Dirigida por François Ozon, con Melvil Poupaud, Jeanne Moreau, Valeria Bruni Tedeschi, Marie Riviere, Louise-Anne Hippeau.



Cuando la rareza es la norma, lo normal es raro, y eso sucede con este nuevo film de François Ozon. Pero lo raro, en Ozon, también solía ser retorcido, indigerible, gratuitamente provocador. Y la “normalidad” de Tiempo de vivir –su linealidad argumental, su ausencia de vueltas de tuerca– lejos de comerse al film se convierte en el vehículo de sus emociones. Así que enhorabuena.

Claro que, a priori, uno tenía derecho a suponer que el director de La piscina se había pasado de rosca para el otro lado: esta es la historia de Romain, un joven gay, fotográfo de modas, al que un médico –a poco de comenzar el relato– le diagnostica cáncer fulminante. Le augura tres, cuatro meses de vida, mientras nosotros auguramos un enésimo bodrio terminal, cursi, plagado de golpes bajos, de esos en los que alguien hace en unas pocas semanas todo lo que no ha hecho en décadas. Pero no. Lo que sigue es un drama sobrio, íntimo, sutil, que fluye con admirable naturalidad.

**Ejercicios**
1. Traduce al inglés esta oración de la reseña: "Pero lo raro, en Ozon, también solía ser retorcido, indigerible, gratuitamente provocador."
2. Vuelve a escribir, sin cambiar nada, el trozo de la reseña que empieza en "Cuando la rareza" y termina en "Así que enhorabuena.".

**Extractos de datos**

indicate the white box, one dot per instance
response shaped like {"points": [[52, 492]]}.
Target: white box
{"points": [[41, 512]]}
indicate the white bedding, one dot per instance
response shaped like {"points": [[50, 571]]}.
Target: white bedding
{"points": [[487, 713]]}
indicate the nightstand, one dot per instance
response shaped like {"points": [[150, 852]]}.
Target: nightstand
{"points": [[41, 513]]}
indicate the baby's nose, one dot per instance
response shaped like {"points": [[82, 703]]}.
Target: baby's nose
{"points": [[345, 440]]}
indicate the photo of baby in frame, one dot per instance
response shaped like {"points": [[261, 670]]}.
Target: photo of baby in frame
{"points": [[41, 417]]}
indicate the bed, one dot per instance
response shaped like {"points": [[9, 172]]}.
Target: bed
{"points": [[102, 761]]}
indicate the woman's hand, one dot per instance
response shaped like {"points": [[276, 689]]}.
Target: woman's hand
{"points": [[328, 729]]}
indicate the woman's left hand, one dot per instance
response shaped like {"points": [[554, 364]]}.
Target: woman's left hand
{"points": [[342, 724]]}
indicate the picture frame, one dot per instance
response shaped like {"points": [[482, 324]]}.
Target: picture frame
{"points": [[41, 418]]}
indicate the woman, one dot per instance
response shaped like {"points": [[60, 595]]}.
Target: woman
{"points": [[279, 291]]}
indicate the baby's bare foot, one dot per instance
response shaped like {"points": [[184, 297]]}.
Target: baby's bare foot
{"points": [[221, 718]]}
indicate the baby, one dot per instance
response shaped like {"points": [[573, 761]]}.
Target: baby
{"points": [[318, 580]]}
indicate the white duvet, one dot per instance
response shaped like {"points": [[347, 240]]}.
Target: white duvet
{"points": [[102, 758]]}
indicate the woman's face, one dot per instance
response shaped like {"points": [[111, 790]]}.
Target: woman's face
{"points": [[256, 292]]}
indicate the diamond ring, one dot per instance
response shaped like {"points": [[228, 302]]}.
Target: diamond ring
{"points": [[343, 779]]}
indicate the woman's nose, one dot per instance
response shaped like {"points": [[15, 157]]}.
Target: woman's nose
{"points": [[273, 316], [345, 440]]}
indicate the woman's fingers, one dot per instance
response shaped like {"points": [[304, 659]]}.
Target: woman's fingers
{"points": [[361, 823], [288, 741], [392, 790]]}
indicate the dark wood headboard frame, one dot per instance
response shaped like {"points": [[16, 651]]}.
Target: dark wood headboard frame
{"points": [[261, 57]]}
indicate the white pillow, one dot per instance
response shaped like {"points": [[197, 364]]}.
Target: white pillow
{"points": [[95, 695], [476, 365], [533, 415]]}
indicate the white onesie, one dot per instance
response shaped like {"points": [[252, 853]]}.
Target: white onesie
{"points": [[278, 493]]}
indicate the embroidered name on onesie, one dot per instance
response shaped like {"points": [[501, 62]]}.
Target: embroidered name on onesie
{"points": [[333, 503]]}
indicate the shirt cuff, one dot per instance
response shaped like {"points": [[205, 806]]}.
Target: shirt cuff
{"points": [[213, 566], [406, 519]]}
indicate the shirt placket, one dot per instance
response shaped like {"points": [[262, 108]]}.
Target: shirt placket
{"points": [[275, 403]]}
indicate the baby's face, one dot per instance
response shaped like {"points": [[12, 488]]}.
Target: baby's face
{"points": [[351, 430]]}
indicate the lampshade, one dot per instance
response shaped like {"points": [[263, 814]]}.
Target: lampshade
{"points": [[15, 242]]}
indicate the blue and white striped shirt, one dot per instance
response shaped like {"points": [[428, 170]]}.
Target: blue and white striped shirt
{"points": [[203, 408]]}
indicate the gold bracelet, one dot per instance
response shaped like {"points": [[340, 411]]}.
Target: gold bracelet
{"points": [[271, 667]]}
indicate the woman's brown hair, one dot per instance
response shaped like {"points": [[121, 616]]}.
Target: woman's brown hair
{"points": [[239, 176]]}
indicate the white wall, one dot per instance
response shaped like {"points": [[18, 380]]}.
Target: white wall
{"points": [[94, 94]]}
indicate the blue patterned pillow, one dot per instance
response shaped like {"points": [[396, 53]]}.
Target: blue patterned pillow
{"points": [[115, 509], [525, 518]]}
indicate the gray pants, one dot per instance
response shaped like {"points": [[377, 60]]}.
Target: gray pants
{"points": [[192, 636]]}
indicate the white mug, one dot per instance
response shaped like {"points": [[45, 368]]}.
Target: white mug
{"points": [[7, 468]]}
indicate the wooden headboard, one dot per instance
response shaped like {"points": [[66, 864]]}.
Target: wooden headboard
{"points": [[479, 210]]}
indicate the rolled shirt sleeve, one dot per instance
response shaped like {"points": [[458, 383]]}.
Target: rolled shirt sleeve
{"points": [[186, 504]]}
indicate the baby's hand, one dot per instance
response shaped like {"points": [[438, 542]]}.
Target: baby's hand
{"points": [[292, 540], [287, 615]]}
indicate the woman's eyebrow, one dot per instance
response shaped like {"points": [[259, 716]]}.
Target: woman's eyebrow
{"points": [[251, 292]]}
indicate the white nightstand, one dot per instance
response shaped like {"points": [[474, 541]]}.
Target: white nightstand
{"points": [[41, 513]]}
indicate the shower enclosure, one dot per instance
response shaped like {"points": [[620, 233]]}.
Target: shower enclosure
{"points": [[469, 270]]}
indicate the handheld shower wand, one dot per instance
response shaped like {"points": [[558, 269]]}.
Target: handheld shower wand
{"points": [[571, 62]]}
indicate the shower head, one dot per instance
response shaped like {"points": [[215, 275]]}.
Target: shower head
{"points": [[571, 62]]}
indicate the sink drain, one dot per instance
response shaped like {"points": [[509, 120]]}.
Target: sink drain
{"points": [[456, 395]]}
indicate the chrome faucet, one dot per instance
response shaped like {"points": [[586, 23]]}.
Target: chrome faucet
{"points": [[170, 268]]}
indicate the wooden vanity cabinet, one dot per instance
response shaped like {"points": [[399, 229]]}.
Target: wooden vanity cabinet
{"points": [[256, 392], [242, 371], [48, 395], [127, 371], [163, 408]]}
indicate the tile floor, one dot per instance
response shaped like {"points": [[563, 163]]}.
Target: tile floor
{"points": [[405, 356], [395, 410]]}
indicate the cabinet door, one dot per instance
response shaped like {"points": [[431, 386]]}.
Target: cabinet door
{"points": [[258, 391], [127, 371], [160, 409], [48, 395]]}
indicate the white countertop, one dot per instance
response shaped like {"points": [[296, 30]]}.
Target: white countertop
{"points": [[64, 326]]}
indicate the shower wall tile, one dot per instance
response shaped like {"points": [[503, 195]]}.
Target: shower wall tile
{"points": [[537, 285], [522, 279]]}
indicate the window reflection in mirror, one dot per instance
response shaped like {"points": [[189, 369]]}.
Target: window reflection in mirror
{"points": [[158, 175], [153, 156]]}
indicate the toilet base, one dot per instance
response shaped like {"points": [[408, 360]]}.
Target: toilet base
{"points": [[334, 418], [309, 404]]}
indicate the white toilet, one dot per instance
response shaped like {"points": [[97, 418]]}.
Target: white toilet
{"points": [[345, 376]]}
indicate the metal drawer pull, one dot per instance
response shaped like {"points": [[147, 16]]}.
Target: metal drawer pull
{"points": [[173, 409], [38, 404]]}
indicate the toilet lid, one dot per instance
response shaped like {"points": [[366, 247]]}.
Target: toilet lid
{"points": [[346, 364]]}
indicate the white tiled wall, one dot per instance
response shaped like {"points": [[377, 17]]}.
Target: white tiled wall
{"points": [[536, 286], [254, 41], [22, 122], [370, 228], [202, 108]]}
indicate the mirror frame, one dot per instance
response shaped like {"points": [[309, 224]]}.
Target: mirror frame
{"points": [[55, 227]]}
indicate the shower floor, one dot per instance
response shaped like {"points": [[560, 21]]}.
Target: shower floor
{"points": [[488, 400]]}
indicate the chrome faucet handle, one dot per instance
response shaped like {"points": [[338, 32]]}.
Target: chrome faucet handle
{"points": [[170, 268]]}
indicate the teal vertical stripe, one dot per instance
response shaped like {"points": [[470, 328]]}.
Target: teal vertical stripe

**Respuestas esperadas**
1. But strangeness, with Ozon, also used to be twisted, indigestible, gratuitously provocative.

2.
Cuando la rareza es la norma, lo normal es raro, y eso sucede con este nuevo film de François Ozon. Pero lo raro, en Ozon, también solía ser retorcido, indigerible, gratuitamente provocador. Y la “normalidad” de Tiempo de vivir –su linealidad argumental, su ausencia de vueltas de tuerca– lejos de comerse al film se convierte en el vehículo de sus emociones. Así que enhorabuena.